=== Quoted text ===
INTRODUCTION
In economics, a recession is a business cycle contraction, a general slowdown in economic activity. During recessions, many macroeconomic indicators vary in a similar way. Production, as measured by gross domestic product (GDP), employment, investment spending, capacity utilization, household incomes, business profits, and inflation all fall, while bankruptcies and the unemployment rate rise.
Recessions generally occur when there is a widespread drop in spending, often following an adverse supply shock or the bursting of an economic bubble. Governments usually respond to recessions by adopting expansionary macroeconomic policies, such as increasing money supply, increasing government spending and decreasing taxation.
MEANING AND DEFINITION
According to an economic statistician Julius Siskin, one of the parameters of defining the recession is when there are "two down consecutive quarters of GDP".
The NBER defines an economic recession as: "a significant decline in economic activity spread across the economy, lasting more than a few months, normally visible in real GDP, real income, employment, industrial production, and wholesale-retail sales."
TYPES OF RECESSION OR SHAPES
The type and shape of recessions are distinctive. In the US, V-shaped, or short-and-sharp contractions followed by rapid and sustained recovery, occurred in 1954 and 1990–91; U-shaped (prolonged slump) in 1974–75, and W-shaped, or double-dip recessions in 1949 and 1980–82. Japan’s 1993–94 recessions was U-shaped and its 8-out-of-9 quarters of contraction in 1997–99 can be described as L-shaped. Korea, Hong Kong and South-east Asia experienced U-shaped recessions in 1997–98, although Thailand’s eight consecutive quarters of decline should be termed L-shaped.
IMPACTS
Ø UNEMPLOYMENT- The full impact of a recession on employment may not be felt for several quarters. Research in Britain shows that low-skilled, low-educated workers and the young are most vulnerable to unemployment in a downturn. After recessions in Britain in the 1980s and 1990s, it took five years for unemployment to fall back to its original levels. Many companies often expect employment discrimination claims to rise during a recession.
=== Entries supplied ===
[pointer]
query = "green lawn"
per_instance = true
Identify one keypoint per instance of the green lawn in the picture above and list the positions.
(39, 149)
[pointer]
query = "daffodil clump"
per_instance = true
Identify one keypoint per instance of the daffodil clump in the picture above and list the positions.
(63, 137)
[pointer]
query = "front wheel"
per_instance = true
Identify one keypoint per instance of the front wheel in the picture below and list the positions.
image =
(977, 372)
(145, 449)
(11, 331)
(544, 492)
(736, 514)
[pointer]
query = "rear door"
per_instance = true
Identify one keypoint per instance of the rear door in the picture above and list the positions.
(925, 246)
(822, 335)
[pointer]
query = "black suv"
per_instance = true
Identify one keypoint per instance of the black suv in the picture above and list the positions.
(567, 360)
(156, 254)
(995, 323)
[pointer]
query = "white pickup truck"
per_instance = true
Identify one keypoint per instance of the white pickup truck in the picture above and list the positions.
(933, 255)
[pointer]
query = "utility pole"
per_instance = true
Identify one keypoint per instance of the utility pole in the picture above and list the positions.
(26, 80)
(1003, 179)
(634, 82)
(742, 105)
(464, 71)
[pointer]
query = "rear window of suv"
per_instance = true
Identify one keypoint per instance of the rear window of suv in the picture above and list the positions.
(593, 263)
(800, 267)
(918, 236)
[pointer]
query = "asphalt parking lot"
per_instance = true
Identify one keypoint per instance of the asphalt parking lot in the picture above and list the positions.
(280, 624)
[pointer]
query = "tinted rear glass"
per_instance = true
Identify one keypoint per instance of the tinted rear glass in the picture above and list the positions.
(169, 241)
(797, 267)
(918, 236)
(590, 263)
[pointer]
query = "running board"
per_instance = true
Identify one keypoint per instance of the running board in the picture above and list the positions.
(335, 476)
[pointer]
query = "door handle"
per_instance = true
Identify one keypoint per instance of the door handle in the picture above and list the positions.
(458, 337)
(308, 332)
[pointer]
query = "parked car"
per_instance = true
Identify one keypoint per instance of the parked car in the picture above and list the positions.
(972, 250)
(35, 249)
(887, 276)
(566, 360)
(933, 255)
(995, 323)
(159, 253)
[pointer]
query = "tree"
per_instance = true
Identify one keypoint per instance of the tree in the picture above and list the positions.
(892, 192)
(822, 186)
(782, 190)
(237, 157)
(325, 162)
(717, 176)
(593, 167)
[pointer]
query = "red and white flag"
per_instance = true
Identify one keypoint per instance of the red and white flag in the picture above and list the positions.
===
### Given exercise:
Return the passage of the recession text from "The NBER defines" up to and including "be termed L-shaped.", copied word for word.

### Worked solution:
The NBER defines an economic recession as: "a significant decline in economic activity spread across the economy, lasting more than a few months, normally visible in real GDP, real income, employment, industrial production, and wholesale-retail sales."
TYPES OF RECESSION OR SHAPES
The type and shape of recessions are distinctive. In the US, V-shaped, or short-and-sharp contractions followed by rapid and sustained recovery, occurred in 1954 and 1990–91; U-shaped (prolonged slump) in 1974–75, and W-shaped, or double-dip recessions in 1949 and 1980–82. Japan’s 1993–94 recessions was U-shaped and its 8-out-of-9 quarters of contraction in 1997–99 can be described as L-shaped. Korea, Hong Kong and South-east Asia experienced U-shaped recessions in 1997–98, although Thailand’s eight consecutive quarters of decline should be termed L-shaped.